## START

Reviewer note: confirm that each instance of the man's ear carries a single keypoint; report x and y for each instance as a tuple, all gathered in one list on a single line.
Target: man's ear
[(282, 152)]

## END
## START

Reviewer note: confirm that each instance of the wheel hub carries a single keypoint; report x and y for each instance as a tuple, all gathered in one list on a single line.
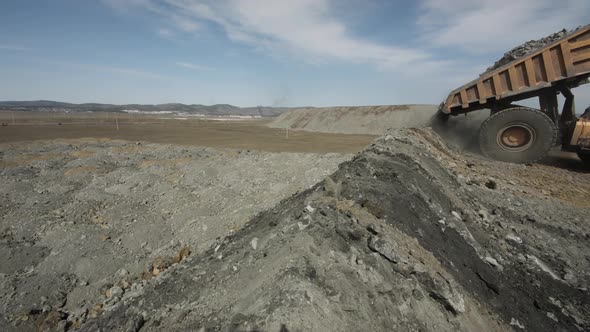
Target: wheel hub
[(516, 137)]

## END

Copy out, word for word, the part of the records that begins with the line containing "Reviewer note: confirm that each instance of the man's" and ends with the line containing "[(282, 152)]", including both of those lines.

Reviewer note: confirm that each instance of the man's ear carries a single keypoint; report x and y for each instance as a tuple, all gathered in one list on a single line.
Target: man's ear
[(282, 152)]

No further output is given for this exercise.